INFORMATION PROVIDED:

BEGIN

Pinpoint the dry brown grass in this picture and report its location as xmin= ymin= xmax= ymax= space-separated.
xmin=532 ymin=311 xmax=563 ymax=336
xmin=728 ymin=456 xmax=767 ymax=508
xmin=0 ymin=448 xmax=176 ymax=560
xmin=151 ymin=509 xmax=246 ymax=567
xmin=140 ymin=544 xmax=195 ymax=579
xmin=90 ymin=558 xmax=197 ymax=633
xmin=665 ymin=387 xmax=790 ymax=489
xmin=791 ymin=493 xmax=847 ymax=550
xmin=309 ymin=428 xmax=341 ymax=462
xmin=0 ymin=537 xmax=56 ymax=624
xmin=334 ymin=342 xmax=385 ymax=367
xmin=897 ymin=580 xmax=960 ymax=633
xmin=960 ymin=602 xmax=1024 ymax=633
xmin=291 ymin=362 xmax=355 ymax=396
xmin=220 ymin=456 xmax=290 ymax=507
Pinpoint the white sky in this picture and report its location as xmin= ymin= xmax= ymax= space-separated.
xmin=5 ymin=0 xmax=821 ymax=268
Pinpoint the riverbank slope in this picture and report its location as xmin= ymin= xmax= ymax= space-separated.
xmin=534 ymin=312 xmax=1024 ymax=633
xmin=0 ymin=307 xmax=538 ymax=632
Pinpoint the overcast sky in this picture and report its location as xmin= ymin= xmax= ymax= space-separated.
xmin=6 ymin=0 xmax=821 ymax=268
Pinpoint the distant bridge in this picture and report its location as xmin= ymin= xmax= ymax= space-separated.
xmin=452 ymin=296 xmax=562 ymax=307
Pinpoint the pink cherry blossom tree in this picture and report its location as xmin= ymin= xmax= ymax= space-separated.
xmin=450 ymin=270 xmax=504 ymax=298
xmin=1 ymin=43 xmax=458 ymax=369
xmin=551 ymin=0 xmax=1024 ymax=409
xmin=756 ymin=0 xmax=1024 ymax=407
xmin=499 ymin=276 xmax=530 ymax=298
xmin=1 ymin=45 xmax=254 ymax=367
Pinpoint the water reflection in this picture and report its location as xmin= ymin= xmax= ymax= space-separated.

END

EXERCISE DESCRIPTION:
Nothing but the lines from the one containing "Pinpoint the distant" to the end of the records above should appear, each copied exactly.

PROBLEM SOLUTION:
Pinpoint the distant bridge in this picture and report its location as xmin= ymin= xmax= ymax= space-separated.
xmin=452 ymin=296 xmax=562 ymax=307
Pinpoint the pink cherry blossom tree in this picture and report its location as xmin= ymin= xmax= ymax= space-separated.
xmin=450 ymin=270 xmax=504 ymax=298
xmin=1 ymin=43 xmax=458 ymax=369
xmin=551 ymin=0 xmax=1024 ymax=409
xmin=756 ymin=0 xmax=1024 ymax=407
xmin=499 ymin=276 xmax=530 ymax=298
xmin=1 ymin=45 xmax=254 ymax=367
Pinpoint the water reflection in this picture and report its location as xmin= ymin= xmax= ymax= space-separated.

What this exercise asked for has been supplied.